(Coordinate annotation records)
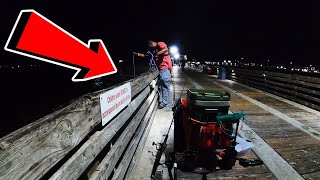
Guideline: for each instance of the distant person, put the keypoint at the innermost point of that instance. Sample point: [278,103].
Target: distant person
[164,65]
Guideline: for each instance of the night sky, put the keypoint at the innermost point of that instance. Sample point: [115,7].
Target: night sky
[282,31]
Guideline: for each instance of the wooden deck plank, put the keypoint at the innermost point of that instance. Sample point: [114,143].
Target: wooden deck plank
[287,140]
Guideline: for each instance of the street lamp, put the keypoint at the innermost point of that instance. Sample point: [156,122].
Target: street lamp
[174,50]
[176,56]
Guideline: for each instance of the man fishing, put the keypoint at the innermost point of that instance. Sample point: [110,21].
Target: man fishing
[164,65]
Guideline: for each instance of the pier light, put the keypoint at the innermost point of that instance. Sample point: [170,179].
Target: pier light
[176,56]
[174,50]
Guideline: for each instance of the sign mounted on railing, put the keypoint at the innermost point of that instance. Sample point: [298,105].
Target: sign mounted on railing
[113,101]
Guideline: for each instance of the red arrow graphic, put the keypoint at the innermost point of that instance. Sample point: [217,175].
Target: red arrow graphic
[35,36]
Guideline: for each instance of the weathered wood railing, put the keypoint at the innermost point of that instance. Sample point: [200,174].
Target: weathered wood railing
[71,142]
[299,88]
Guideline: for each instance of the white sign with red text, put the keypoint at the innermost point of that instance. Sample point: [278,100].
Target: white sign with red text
[113,101]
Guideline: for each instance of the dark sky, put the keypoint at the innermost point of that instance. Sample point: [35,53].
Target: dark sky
[278,30]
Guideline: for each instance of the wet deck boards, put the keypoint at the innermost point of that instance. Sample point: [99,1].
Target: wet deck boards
[271,118]
[295,146]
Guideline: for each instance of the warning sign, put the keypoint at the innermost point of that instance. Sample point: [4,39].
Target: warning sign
[113,101]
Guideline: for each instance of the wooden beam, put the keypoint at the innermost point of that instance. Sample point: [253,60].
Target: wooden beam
[79,162]
[276,164]
[125,162]
[138,153]
[108,164]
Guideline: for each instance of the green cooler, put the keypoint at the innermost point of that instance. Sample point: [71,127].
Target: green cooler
[205,105]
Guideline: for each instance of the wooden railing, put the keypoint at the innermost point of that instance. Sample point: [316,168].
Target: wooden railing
[302,89]
[71,143]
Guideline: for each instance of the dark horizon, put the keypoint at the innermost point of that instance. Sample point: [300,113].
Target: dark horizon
[284,31]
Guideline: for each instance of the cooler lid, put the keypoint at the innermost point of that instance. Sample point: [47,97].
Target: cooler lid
[207,95]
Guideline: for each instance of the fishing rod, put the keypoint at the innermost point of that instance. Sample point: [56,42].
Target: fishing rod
[162,145]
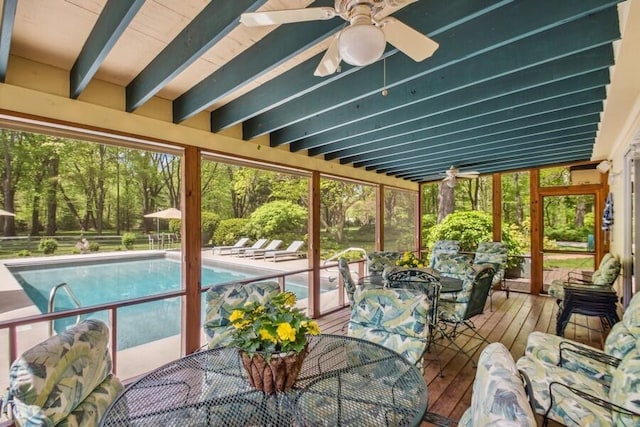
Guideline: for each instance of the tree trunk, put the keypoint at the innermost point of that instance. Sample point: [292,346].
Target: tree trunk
[52,200]
[446,201]
[581,210]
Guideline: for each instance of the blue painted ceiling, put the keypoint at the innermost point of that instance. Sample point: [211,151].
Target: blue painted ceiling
[514,84]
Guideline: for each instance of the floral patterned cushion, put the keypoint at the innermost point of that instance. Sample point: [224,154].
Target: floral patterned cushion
[457,266]
[604,276]
[379,260]
[393,317]
[499,396]
[625,389]
[571,409]
[54,378]
[567,408]
[494,253]
[95,405]
[222,300]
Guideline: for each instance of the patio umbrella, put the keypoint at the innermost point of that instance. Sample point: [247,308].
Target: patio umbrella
[169,213]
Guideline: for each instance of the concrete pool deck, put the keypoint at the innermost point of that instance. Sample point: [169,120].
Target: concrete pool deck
[14,303]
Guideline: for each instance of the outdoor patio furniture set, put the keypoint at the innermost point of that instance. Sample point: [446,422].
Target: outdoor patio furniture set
[271,251]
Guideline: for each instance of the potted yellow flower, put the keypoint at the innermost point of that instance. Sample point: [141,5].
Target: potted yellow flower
[272,341]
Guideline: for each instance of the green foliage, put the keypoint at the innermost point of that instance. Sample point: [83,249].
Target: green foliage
[128,240]
[278,219]
[48,246]
[229,231]
[175,224]
[428,222]
[470,228]
[568,233]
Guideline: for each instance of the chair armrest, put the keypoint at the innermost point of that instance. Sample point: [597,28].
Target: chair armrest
[610,406]
[573,276]
[570,347]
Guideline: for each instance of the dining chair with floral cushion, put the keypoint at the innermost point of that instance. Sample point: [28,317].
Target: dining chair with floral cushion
[456,314]
[395,318]
[494,253]
[222,300]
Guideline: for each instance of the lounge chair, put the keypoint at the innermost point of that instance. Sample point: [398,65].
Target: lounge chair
[221,249]
[255,253]
[292,251]
[257,245]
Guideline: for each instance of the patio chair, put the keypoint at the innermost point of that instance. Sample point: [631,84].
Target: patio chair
[394,318]
[256,253]
[222,300]
[257,245]
[591,297]
[377,261]
[494,253]
[591,361]
[221,249]
[65,380]
[602,278]
[292,251]
[449,247]
[456,315]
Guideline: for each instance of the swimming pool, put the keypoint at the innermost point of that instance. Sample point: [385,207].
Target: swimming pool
[107,281]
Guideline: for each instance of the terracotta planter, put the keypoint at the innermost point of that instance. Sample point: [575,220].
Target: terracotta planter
[276,376]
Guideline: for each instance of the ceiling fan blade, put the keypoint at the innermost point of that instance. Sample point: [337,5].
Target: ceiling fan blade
[468,174]
[412,43]
[330,61]
[274,17]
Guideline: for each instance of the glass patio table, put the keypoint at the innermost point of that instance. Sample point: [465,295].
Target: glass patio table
[344,381]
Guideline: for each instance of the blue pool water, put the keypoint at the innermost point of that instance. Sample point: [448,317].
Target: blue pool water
[109,281]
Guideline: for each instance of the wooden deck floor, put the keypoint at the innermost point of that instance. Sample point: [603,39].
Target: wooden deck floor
[510,322]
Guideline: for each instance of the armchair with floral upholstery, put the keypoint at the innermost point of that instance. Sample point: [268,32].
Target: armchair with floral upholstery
[65,380]
[576,399]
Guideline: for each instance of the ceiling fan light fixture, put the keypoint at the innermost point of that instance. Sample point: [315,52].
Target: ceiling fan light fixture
[361,44]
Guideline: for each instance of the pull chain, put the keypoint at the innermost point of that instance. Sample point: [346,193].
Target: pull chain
[384,77]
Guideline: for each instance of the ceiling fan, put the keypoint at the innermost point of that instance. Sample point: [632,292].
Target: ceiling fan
[452,174]
[362,42]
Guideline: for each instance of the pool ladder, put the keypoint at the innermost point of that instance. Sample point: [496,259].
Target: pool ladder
[52,297]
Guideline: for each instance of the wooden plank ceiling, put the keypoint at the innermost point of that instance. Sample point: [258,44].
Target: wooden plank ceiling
[514,83]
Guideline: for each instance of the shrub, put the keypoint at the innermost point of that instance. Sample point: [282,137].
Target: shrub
[229,231]
[470,228]
[128,240]
[175,224]
[48,246]
[279,219]
[209,225]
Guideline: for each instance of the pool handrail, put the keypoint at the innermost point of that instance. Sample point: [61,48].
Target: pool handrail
[52,297]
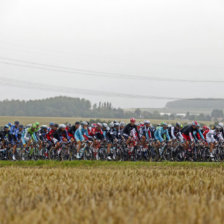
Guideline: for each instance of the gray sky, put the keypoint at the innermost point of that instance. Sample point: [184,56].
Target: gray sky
[123,51]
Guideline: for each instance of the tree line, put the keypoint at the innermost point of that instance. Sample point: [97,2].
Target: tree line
[77,107]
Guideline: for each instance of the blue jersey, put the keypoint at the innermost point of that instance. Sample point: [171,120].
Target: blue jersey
[160,133]
[14,131]
[80,133]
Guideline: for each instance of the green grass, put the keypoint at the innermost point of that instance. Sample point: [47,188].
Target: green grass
[105,164]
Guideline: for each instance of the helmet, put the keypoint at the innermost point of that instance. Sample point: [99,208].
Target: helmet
[116,124]
[195,123]
[44,127]
[132,119]
[105,125]
[34,126]
[84,123]
[221,124]
[122,124]
[62,126]
[99,125]
[111,125]
[218,128]
[178,125]
[164,124]
[205,127]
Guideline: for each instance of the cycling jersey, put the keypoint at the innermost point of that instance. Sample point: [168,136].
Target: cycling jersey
[61,135]
[212,136]
[160,133]
[81,134]
[175,133]
[148,132]
[191,134]
[131,130]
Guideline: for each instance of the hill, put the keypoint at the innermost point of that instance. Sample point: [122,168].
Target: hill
[195,105]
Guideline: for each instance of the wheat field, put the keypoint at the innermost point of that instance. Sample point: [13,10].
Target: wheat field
[45,120]
[112,194]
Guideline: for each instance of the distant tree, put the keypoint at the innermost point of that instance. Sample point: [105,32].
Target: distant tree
[217,113]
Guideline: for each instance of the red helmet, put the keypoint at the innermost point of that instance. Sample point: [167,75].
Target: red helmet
[132,119]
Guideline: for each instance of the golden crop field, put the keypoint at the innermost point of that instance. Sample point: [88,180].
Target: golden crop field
[45,120]
[111,193]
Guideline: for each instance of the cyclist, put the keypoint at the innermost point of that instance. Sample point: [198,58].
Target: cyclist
[14,130]
[161,134]
[81,135]
[147,131]
[175,132]
[131,131]
[192,132]
[72,130]
[212,137]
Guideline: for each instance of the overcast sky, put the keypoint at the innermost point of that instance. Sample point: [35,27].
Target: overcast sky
[123,51]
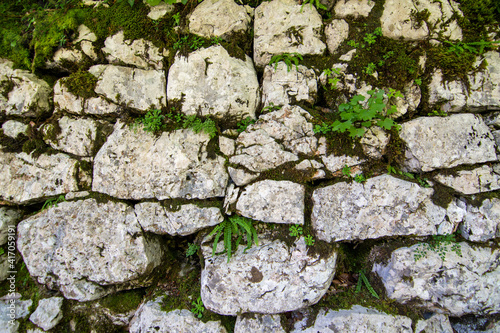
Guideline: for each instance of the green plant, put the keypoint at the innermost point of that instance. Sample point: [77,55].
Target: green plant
[198,307]
[234,225]
[288,58]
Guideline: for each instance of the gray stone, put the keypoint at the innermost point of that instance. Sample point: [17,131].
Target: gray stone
[219,18]
[284,26]
[29,180]
[376,208]
[100,249]
[273,201]
[48,313]
[151,318]
[134,164]
[136,88]
[446,142]
[457,285]
[358,319]
[281,85]
[212,83]
[269,278]
[185,221]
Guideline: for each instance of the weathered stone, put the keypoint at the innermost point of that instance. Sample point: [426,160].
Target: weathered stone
[27,179]
[27,96]
[446,142]
[473,181]
[273,201]
[284,26]
[270,278]
[139,52]
[185,221]
[282,85]
[355,8]
[336,32]
[212,83]
[218,18]
[358,319]
[457,285]
[151,318]
[257,323]
[376,208]
[134,164]
[48,313]
[137,88]
[100,249]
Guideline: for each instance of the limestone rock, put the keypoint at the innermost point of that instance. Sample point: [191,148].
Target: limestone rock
[27,179]
[446,142]
[185,221]
[358,319]
[282,86]
[48,313]
[273,201]
[100,249]
[139,53]
[26,94]
[151,318]
[284,26]
[270,278]
[136,88]
[374,209]
[211,82]
[219,18]
[134,164]
[457,285]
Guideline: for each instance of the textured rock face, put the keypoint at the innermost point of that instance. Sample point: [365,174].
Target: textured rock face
[187,220]
[269,278]
[219,18]
[437,142]
[457,285]
[136,88]
[284,26]
[358,319]
[273,201]
[374,209]
[28,179]
[133,164]
[151,318]
[98,250]
[211,82]
[28,96]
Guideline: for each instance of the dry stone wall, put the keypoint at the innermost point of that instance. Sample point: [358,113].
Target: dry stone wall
[237,183]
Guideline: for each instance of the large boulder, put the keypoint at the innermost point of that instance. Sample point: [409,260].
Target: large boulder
[134,164]
[210,82]
[98,250]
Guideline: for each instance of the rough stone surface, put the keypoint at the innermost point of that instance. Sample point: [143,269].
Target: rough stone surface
[284,26]
[358,319]
[270,278]
[211,82]
[446,142]
[151,318]
[185,221]
[134,164]
[48,313]
[219,18]
[136,88]
[273,201]
[457,285]
[282,85]
[29,96]
[28,179]
[139,53]
[374,209]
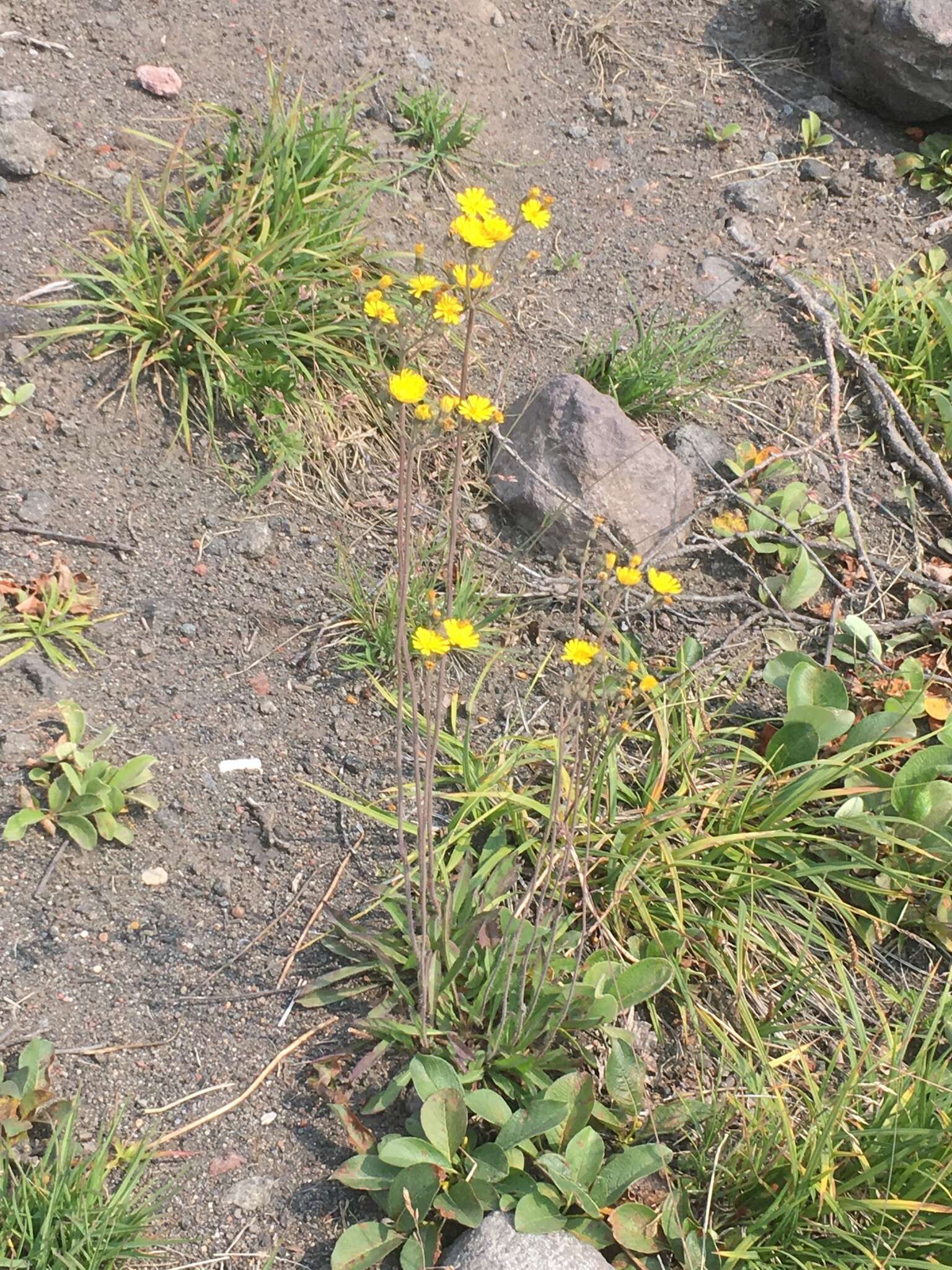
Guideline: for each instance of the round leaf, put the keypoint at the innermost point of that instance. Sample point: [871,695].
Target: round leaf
[810,685]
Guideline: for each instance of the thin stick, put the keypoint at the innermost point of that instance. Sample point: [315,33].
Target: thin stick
[75,540]
[187,1098]
[22,38]
[845,487]
[255,1083]
[322,904]
[51,869]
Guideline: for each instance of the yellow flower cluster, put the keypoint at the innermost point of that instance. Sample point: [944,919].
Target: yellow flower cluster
[455,633]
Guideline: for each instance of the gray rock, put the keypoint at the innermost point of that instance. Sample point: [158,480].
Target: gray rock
[15,106]
[815,169]
[575,455]
[881,168]
[823,106]
[699,448]
[496,1245]
[254,540]
[36,508]
[718,281]
[622,111]
[249,1194]
[892,56]
[47,681]
[24,148]
[752,196]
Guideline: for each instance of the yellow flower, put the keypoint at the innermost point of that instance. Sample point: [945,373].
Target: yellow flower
[430,643]
[536,214]
[475,201]
[448,309]
[498,229]
[478,409]
[420,283]
[729,522]
[461,634]
[580,652]
[376,306]
[663,584]
[478,277]
[408,386]
[472,230]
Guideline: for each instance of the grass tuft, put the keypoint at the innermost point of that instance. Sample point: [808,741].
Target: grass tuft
[236,281]
[658,366]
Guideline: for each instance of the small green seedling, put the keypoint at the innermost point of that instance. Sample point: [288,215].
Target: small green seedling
[12,398]
[932,167]
[724,136]
[84,796]
[811,135]
[25,1098]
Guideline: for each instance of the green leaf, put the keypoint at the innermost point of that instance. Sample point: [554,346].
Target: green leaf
[413,1256]
[810,685]
[74,719]
[910,783]
[633,1227]
[404,1152]
[586,1155]
[827,723]
[803,585]
[81,830]
[489,1105]
[578,1093]
[431,1073]
[491,1162]
[627,1168]
[557,1169]
[460,1204]
[443,1119]
[792,746]
[20,821]
[625,1077]
[537,1213]
[420,1183]
[879,727]
[644,980]
[363,1246]
[531,1122]
[366,1173]
[134,773]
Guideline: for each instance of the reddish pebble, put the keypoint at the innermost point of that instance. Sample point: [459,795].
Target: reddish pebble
[159,81]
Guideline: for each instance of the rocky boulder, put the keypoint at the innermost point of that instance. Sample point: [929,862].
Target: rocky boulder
[496,1245]
[570,455]
[894,56]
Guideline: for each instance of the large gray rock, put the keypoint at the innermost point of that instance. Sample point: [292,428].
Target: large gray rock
[578,456]
[495,1245]
[894,56]
[24,148]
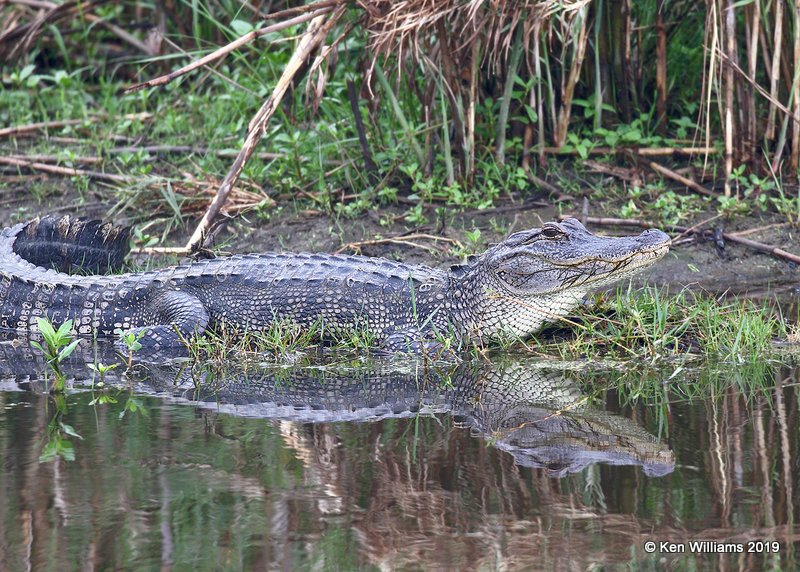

## Direction:
Extract each line of the data above that contains the string "grass", and list those lines in the order in which they appear.

## Response to this exercise:
Guideline: for each instance of the green grass, put the keypoint at the innermost point of that instance. Sample point: [47,188].
Target: green grass
Guideline: for each instance of the grass tuft, put the keypoint at the innermost point of that instance. Sample point: [808,741].
Target: grass tuft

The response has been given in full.